─── Supplied records

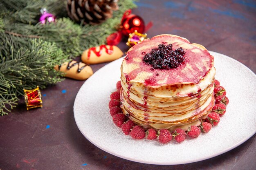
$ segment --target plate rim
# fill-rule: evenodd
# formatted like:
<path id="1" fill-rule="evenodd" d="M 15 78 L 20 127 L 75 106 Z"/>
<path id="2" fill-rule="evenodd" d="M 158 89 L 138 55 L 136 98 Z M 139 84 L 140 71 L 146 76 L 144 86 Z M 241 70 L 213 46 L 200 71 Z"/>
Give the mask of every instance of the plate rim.
<path id="1" fill-rule="evenodd" d="M 252 71 L 248 67 L 247 67 L 246 66 L 245 66 L 245 65 L 244 65 L 243 64 L 241 63 L 240 62 L 239 62 L 238 61 L 230 57 L 229 56 L 228 56 L 227 55 L 226 55 L 224 54 L 222 54 L 219 53 L 217 53 L 217 52 L 214 52 L 214 51 L 209 51 L 210 53 L 210 54 L 213 55 L 214 56 L 214 53 L 216 53 L 217 55 L 222 55 L 225 57 L 227 57 L 228 58 L 229 58 L 229 60 L 233 60 L 234 62 L 236 62 L 237 63 L 238 63 L 238 64 L 241 65 L 243 66 L 244 67 L 245 67 L 246 69 L 249 70 L 249 71 L 250 71 L 253 74 L 254 74 L 254 77 L 255 77 L 256 78 L 256 74 L 255 74 L 253 71 Z M 117 62 L 117 60 L 123 60 L 123 59 L 124 58 L 124 57 L 122 57 L 120 58 L 119 58 L 116 60 L 115 60 L 112 62 L 110 62 L 109 63 L 105 65 L 105 66 L 103 66 L 101 68 L 99 68 L 99 70 L 98 70 L 96 72 L 95 72 L 95 73 L 97 73 L 99 71 L 100 71 L 101 70 L 103 69 L 103 68 L 104 68 L 105 67 L 107 67 L 108 66 L 108 66 L 110 64 L 112 63 L 113 62 Z M 94 74 L 95 73 L 94 73 Z M 92 76 L 93 76 L 94 75 L 93 75 Z M 91 77 L 89 77 L 88 79 L 90 79 Z M 75 119 L 75 121 L 76 122 L 76 126 L 77 126 L 77 127 L 79 129 L 79 130 L 82 133 L 82 134 L 83 134 L 83 135 L 87 139 L 87 140 L 88 140 L 90 142 L 91 142 L 92 144 L 93 144 L 94 146 L 97 146 L 97 147 L 98 147 L 98 148 L 101 149 L 101 150 L 107 152 L 111 155 L 115 155 L 115 156 L 117 156 L 117 157 L 122 158 L 122 159 L 126 159 L 129 161 L 134 161 L 135 162 L 139 162 L 139 163 L 146 163 L 146 164 L 152 164 L 152 165 L 180 165 L 180 164 L 186 164 L 186 163 L 193 163 L 193 162 L 198 162 L 200 161 L 204 161 L 205 160 L 207 160 L 207 159 L 209 159 L 210 158 L 212 158 L 213 157 L 216 157 L 217 156 L 221 155 L 222 154 L 223 154 L 224 153 L 227 152 L 231 150 L 232 149 L 236 148 L 238 146 L 239 146 L 241 144 L 242 144 L 244 143 L 246 141 L 247 141 L 247 140 L 248 140 L 249 139 L 250 139 L 251 137 L 252 137 L 256 133 L 256 129 L 255 129 L 254 131 L 253 130 L 252 130 L 252 132 L 251 133 L 251 134 L 250 134 L 249 135 L 248 135 L 246 137 L 244 138 L 243 139 L 243 140 L 241 140 L 240 141 L 239 141 L 238 142 L 237 142 L 236 144 L 235 144 L 233 146 L 228 147 L 226 149 L 224 149 L 222 150 L 220 152 L 218 152 L 218 153 L 217 153 L 215 154 L 213 154 L 213 155 L 209 155 L 208 156 L 208 157 L 205 157 L 202 158 L 198 158 L 198 159 L 193 159 L 193 161 L 178 161 L 177 162 L 176 162 L 175 163 L 168 163 L 168 162 L 152 162 L 152 161 L 150 161 L 150 162 L 149 162 L 149 161 L 147 161 L 146 160 L 146 161 L 144 161 L 144 160 L 137 160 L 137 159 L 133 159 L 132 158 L 130 158 L 130 157 L 126 157 L 125 156 L 124 156 L 123 155 L 119 155 L 118 154 L 116 153 L 113 152 L 112 152 L 111 150 L 109 150 L 107 149 L 106 149 L 104 148 L 103 148 L 103 147 L 102 147 L 101 146 L 99 145 L 98 144 L 97 144 L 97 143 L 93 142 L 93 141 L 92 141 L 90 138 L 89 138 L 88 137 L 87 137 L 85 135 L 85 134 L 84 134 L 84 133 L 83 132 L 83 131 L 81 129 L 81 127 L 79 127 L 79 126 L 78 125 L 78 121 L 77 119 L 78 119 L 77 118 L 77 117 L 76 116 L 76 113 L 75 113 L 75 106 L 76 106 L 76 104 L 77 103 L 77 100 L 78 100 L 78 94 L 79 93 L 79 92 L 80 91 L 81 91 L 81 89 L 83 87 L 83 86 L 85 86 L 85 84 L 86 84 L 86 82 L 87 82 L 87 81 L 86 81 L 82 85 L 82 86 L 81 86 L 81 87 L 79 89 L 78 92 L 77 93 L 77 94 L 76 94 L 76 98 L 75 99 L 75 100 L 74 102 L 74 105 L 73 105 L 73 112 L 74 112 L 74 119 Z"/>

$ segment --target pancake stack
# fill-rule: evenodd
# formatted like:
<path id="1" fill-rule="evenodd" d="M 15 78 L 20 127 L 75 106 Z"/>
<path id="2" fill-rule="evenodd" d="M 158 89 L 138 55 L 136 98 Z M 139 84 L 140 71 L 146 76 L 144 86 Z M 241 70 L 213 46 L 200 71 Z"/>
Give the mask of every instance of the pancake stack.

──────

- **Exercise goal**
Rewrite the records above, changing every "pancake stack" to "stack of pancakes" and leaving everything else as it is. Leave the pictures out.

- **Answer to this exercise**
$ segment --target plate rim
# fill-rule: evenodd
# formatted like:
<path id="1" fill-rule="evenodd" d="M 15 78 L 20 127 L 75 106 Z"/>
<path id="2" fill-rule="evenodd" d="M 158 89 L 138 55 L 136 98 Z M 139 84 L 140 71 L 146 76 L 144 86 Z M 241 70 L 213 46 L 200 71 Z"/>
Give the mask of every instance of the plate rim.
<path id="1" fill-rule="evenodd" d="M 252 71 L 248 67 L 247 67 L 246 66 L 245 66 L 245 65 L 244 65 L 243 64 L 241 63 L 240 62 L 239 62 L 238 61 L 230 57 L 229 56 L 228 56 L 227 55 L 226 55 L 224 54 L 222 54 L 219 53 L 217 53 L 217 52 L 214 52 L 214 51 L 209 51 L 210 53 L 210 54 L 213 55 L 214 56 L 214 53 L 216 53 L 217 55 L 222 55 L 225 57 L 227 57 L 228 58 L 229 58 L 229 60 L 233 60 L 234 62 L 236 62 L 237 63 L 238 63 L 238 64 L 241 65 L 243 66 L 244 67 L 245 67 L 246 69 L 249 70 L 249 71 L 250 71 L 253 74 L 254 74 L 254 77 L 255 77 L 256 78 L 256 74 L 255 74 L 253 71 Z M 117 62 L 117 60 L 123 60 L 123 59 L 124 58 L 124 57 L 122 57 L 120 58 L 119 58 L 116 60 L 115 60 L 112 62 L 110 62 L 109 63 L 105 65 L 105 66 L 103 66 L 101 68 L 99 68 L 99 70 L 98 70 L 96 72 L 95 72 L 95 73 L 97 73 L 99 71 L 100 71 L 101 70 L 103 69 L 103 68 L 104 68 L 105 67 L 107 67 L 108 66 L 108 66 L 110 64 L 112 63 L 113 62 Z M 94 74 L 95 73 L 94 73 Z M 92 76 L 93 76 L 94 75 L 93 75 Z M 91 77 L 89 77 L 88 79 L 90 79 Z M 75 119 L 75 121 L 76 122 L 76 126 L 77 126 L 77 127 L 79 129 L 79 130 L 82 133 L 82 134 L 83 134 L 83 135 L 87 139 L 87 140 L 88 140 L 90 142 L 91 142 L 92 144 L 93 144 L 94 146 L 97 146 L 97 147 L 98 147 L 98 148 L 101 149 L 101 150 L 107 152 L 111 155 L 115 155 L 115 156 L 117 156 L 117 157 L 122 158 L 122 159 L 126 159 L 129 161 L 134 161 L 135 162 L 139 162 L 139 163 L 146 163 L 146 164 L 152 164 L 152 165 L 180 165 L 180 164 L 186 164 L 186 163 L 193 163 L 193 162 L 198 162 L 200 161 L 204 161 L 205 160 L 207 160 L 207 159 L 209 159 L 210 158 L 212 158 L 213 157 L 216 157 L 217 156 L 221 155 L 222 154 L 223 154 L 224 153 L 227 152 L 231 150 L 232 149 L 236 148 L 238 146 L 239 146 L 241 144 L 242 144 L 244 143 L 246 141 L 247 141 L 247 140 L 248 140 L 249 139 L 250 139 L 251 137 L 252 137 L 256 133 L 256 129 L 255 129 L 254 131 L 253 130 L 252 130 L 252 132 L 251 133 L 251 134 L 250 134 L 249 135 L 248 135 L 246 137 L 244 138 L 243 139 L 243 140 L 241 140 L 240 141 L 239 141 L 238 142 L 237 142 L 236 144 L 235 144 L 233 146 L 228 147 L 226 149 L 224 149 L 222 150 L 220 152 L 218 152 L 218 153 L 217 153 L 215 154 L 213 154 L 213 155 L 209 155 L 208 156 L 208 157 L 205 157 L 202 158 L 198 158 L 198 159 L 193 159 L 193 161 L 178 161 L 177 162 L 176 162 L 175 163 L 168 163 L 168 162 L 152 162 L 152 161 L 150 161 L 150 162 L 149 162 L 149 161 L 147 161 L 146 160 L 146 161 L 144 161 L 144 160 L 137 160 L 137 159 L 133 159 L 132 158 L 130 158 L 130 157 L 126 157 L 125 156 L 124 156 L 123 155 L 119 155 L 118 154 L 116 153 L 113 152 L 112 152 L 111 150 L 109 150 L 107 149 L 106 149 L 104 148 L 103 148 L 103 147 L 102 147 L 101 146 L 99 145 L 98 144 L 97 144 L 97 143 L 93 142 L 93 141 L 92 141 L 90 138 L 89 138 L 88 137 L 87 137 L 85 135 L 85 134 L 84 134 L 84 133 L 83 132 L 83 131 L 81 129 L 81 127 L 79 127 L 79 126 L 78 125 L 78 121 L 77 119 L 78 119 L 77 118 L 77 117 L 76 116 L 76 113 L 75 113 L 75 106 L 76 106 L 76 104 L 77 103 L 77 100 L 78 100 L 78 94 L 79 93 L 79 92 L 80 91 L 81 91 L 81 89 L 83 87 L 83 86 L 85 86 L 85 84 L 86 84 L 86 82 L 87 82 L 87 81 L 86 81 L 82 85 L 82 86 L 81 86 L 81 87 L 79 89 L 78 92 L 77 93 L 77 94 L 76 94 L 76 98 L 75 99 L 75 100 L 74 102 L 74 105 L 73 105 L 73 112 L 74 112 L 74 119 Z"/>

$ segment --target stack of pancakes
# fill-rule: evenodd
# formatted like:
<path id="1" fill-rule="evenodd" d="M 15 78 L 20 127 L 75 106 Z"/>
<path id="2" fill-rule="evenodd" d="M 158 89 L 138 55 L 136 98 Z M 139 84 L 140 71 L 146 76 L 144 86 Z M 241 70 L 213 46 L 200 71 Z"/>
Give the mask of every instance of the stack of pancakes.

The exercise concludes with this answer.